**PROBLEM SET**
1) Decide whether each statement below agrees with the post-quantum signatures text. Answer yes or no for each, and quote the words of the text that settle it.
(a) The security of lattice-based signatures is well understood.
(b) SPHINCS is a stateless hash-based signature scheme.
(c) The Lamport One Time Signature scheme is the one-time signature used in the SPHINCS paper.
2) Rewrite the part of the post-quantum signatures text starting at "First, we revisited" and ending at "the secret key.", renaming "secret key" to "private key" wherever it appears.

Tuesday, November 25, 2014

Post-Quantum Signatures

This week's Study Group was led by Peter Scholl who spoke about hash-based signatures and in particular a recent paper by Bernstein, Hopwood, Hulsing, Lange, Niederhagen, Papchristodoulou, Schwabe and Wilcox O'Hearn, called SPHINCS: practical stateless hash-based signatures [1].

Most real-world signature schemes like RSA and DSA can be broken by a quantum computer, due to Shor's algorithm [2]. One could use lattice-based signatures but their security is not well understood: the authors of [1] note that "their quantitative security levels are highly unclear" even in the pre-quantum setting.

On the other hand, hash-based signature schemes using 'quantum-resistant' one-way hash functions are secure in the quantum setting [3], although the symmetric security parameter needs to be doubled for quantum resistance due to Grover's algorithm [4]. The trouble is that such schemes tend to be inefficient or stateful, where the latter means one cannot have a signing key shared across multiple devices and the scheme may be vulnerable to 'restart attacks' where the scheme is forced to re-use a secret key, compromising security. The paper of Peter's talk seeks to address this by constructing a (relatively) efficient, stateless, hash-based signature scheme called SPHINCS. The construction is proved secure “based on weak standard-model assumptions, avoiding collision resistance and the random-oracle model”.

One Time Signature Schemes

First, we revisited the Lamport One Time Signature (OTS) scheme. (This isn't the OTS used in the paper but it will serve as a reasonable approximation.) Here your secret key is a sequence of pairs of bitstrings $(x_0, y_0), ..., (x_n, y_n)$ and the public key is the sequence of pairs of hashes $(H(x_0), H(y_0)), ..., (H(x_n), H(y_n))$. To sign a message $m$ one takes each bit $m_i$ of $m$ and selects $x_i$ or $y_i$ according to whether $m_i$ is 0 or 1. To verify a signature one hashes each $x_i$ or $y_i$ in the signature and checks the output against the public key. This is called “One Time” since the secret key can only sign one message before security is seriously compromised: your signature reveals half of the elements of the secret key.

**DATASET**
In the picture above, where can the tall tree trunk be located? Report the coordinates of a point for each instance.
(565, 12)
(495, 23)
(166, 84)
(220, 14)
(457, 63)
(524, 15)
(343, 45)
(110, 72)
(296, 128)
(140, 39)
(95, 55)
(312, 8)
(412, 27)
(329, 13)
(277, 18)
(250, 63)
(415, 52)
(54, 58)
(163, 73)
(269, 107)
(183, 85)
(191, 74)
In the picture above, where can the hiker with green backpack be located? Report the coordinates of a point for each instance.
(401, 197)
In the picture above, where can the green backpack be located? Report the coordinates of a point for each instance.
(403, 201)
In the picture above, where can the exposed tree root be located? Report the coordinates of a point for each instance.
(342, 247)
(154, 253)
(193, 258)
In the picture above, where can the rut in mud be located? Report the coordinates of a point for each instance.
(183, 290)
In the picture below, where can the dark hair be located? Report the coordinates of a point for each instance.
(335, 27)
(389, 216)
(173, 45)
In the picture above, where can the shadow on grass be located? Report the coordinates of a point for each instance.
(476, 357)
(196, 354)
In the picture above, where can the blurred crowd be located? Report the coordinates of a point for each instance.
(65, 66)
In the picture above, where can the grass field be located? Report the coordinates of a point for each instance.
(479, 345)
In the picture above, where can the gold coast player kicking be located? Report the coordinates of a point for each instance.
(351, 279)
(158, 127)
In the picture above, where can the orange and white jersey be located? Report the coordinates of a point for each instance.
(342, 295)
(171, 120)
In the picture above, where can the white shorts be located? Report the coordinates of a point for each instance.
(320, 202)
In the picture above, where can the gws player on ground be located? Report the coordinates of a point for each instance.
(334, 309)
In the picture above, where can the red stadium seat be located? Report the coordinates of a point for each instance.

**ANSWERS FOR THE EXERCISE**
1)
(a) No: "their security is not well understood"
(b) Yes: "constructing a (relatively) efficient, stateless, hash-based signature scheme called SPHINCS"
(c) No: "This isn't the OTS used in the paper"

2)
First, we revisited the Lamport One Time Signature (OTS) scheme. (This isn't the OTS used in the paper but it will serve as a reasonable approximation.) Here your private key is a sequence of pairs of bitstrings $(x_0, y_0), ..., (x_n, y_n)$ and the public key is the sequence of pairs of hashes $(H(x_0), H(y_0)), ..., (H(x_n), H(y_n))$. To sign a message $m$ one takes each bit $m_i$ of $m$ and selects $x_i$ or $y_i$ according to whether $m_i$ is 0 or 1. To verify a signature one hashes each $x_i$ or $y_i$ in the signature and checks the output against the public key. This is called “One Time” since the private key can only sign one message before security is seriously compromised: your signature reveals half of the elements of the private key.